#### Assignment
Your job is to write out each record precisely as it stands.

#### Material to process
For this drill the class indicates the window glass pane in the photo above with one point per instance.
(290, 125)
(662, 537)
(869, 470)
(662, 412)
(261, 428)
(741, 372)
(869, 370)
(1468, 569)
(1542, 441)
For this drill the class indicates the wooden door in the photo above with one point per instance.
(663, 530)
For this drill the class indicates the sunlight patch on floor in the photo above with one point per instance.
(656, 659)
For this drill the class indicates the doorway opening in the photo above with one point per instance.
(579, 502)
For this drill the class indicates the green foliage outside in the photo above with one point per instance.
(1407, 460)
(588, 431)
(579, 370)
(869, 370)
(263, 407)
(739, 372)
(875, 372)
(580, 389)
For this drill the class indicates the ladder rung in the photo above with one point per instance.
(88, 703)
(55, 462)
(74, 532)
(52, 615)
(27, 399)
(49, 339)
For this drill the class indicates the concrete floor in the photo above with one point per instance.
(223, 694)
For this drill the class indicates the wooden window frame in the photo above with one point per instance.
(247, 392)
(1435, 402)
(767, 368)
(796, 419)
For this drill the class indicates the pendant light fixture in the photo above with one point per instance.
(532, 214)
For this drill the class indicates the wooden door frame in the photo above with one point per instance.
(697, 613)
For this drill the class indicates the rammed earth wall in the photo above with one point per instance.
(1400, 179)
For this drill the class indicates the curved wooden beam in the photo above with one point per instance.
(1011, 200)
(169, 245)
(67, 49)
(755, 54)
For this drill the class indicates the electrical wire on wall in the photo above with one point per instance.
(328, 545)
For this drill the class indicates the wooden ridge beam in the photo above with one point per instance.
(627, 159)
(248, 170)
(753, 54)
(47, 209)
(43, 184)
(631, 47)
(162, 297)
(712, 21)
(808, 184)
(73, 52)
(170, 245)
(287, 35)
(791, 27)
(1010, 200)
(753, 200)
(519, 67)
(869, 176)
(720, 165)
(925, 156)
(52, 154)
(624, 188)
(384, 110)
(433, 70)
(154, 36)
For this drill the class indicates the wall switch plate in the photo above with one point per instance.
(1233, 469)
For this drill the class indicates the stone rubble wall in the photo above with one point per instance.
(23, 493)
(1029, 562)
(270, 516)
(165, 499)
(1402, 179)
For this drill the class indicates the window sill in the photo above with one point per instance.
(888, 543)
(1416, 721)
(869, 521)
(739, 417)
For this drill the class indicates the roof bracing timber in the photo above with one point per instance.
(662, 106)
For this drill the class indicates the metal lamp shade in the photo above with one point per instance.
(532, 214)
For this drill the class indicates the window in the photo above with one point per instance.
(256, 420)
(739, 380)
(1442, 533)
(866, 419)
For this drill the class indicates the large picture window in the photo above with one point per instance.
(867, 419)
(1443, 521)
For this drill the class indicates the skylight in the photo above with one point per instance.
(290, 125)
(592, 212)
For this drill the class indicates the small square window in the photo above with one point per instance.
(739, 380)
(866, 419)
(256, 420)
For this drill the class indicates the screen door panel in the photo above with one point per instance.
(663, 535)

#### Expected output
For this drill the class indicates the window glass pane in the photo above with one point per instance.
(290, 125)
(662, 537)
(869, 470)
(662, 412)
(261, 428)
(741, 372)
(869, 370)
(1468, 569)
(1542, 441)
For this drill the class indicates the wooden door in the photo above with one point per instance.
(663, 530)
For this drill the class indicates the sunlight patch on floor in the photo above with one point per instance.
(656, 659)
For this drill the class indicates the doorway opening in the photo above with one point per instance.
(579, 502)
For this drill the class indicates the green foliage outside in the photo above with one point per instance.
(1407, 460)
(588, 431)
(579, 370)
(869, 370)
(263, 407)
(739, 372)
(875, 372)
(580, 389)
For this drill the class indicates the ladder rung in the photo above with one point per instance.
(88, 703)
(55, 462)
(74, 532)
(52, 615)
(27, 399)
(49, 339)
For this drill the class indicates the concrete floor in the photo above with one point per instance.
(223, 694)
For this drill the class indicates the wooden window frame in the photo above with one point per instance.
(247, 392)
(1435, 402)
(767, 368)
(796, 419)
For this drill the class indicates the pendant light fixture in the photo above with one point per instance.
(532, 214)
For this drill the class indicates the wooden door frame in the photo above with one point per instance.
(697, 613)
For this drill the class indicates the rammed earth wall in the photo above with one point per instance.
(1400, 179)
For this drill the class indicates the curved wooden beam in the photo above with one point per instance.
(1011, 200)
(169, 245)
(67, 49)
(755, 54)
For this drill the class indicates the electrical wire on wall in the photo above with one point per instance.
(328, 545)
For this drill the class indicates the wooden ridge beam in the photo above with one point per instance.
(627, 159)
(248, 170)
(753, 54)
(47, 209)
(43, 184)
(631, 47)
(162, 297)
(712, 21)
(808, 184)
(73, 52)
(170, 245)
(287, 35)
(791, 27)
(1010, 200)
(753, 200)
(519, 67)
(869, 176)
(720, 165)
(925, 156)
(52, 154)
(624, 188)
(384, 110)
(433, 70)
(154, 36)
For this drill the class indicates the wall switch plate in the photo above with one point per instance.
(1233, 469)
For this drill the class indicates the stone rubble wall in the photo above with one point per instance.
(23, 493)
(1029, 562)
(270, 516)
(165, 499)
(1402, 179)
For this drill the class indicates the window sill in the photo above with one point per instance.
(888, 543)
(1416, 721)
(869, 521)
(739, 417)
For this drill the class indicates the roof bracing timber in the photo above with one point per instance.
(662, 106)
For this drill the class indicates the metal lamp shade in the photo above with one point per instance.
(532, 214)
For this drill the class indicates the window in the photo above with one point per instance.
(256, 420)
(739, 380)
(1442, 533)
(866, 419)
For this drill the class indicates the large picture window in the photo above with one point per instance.
(867, 419)
(1443, 521)
For this drill the class indicates the skylight in the photo above with one point per instance.
(290, 125)
(592, 212)
For this drill the class indicates the small square window in the photo above with one point per instance.
(739, 380)
(866, 419)
(256, 420)
For this drill the class indicates the screen door panel in the photo above with one point per instance.
(663, 535)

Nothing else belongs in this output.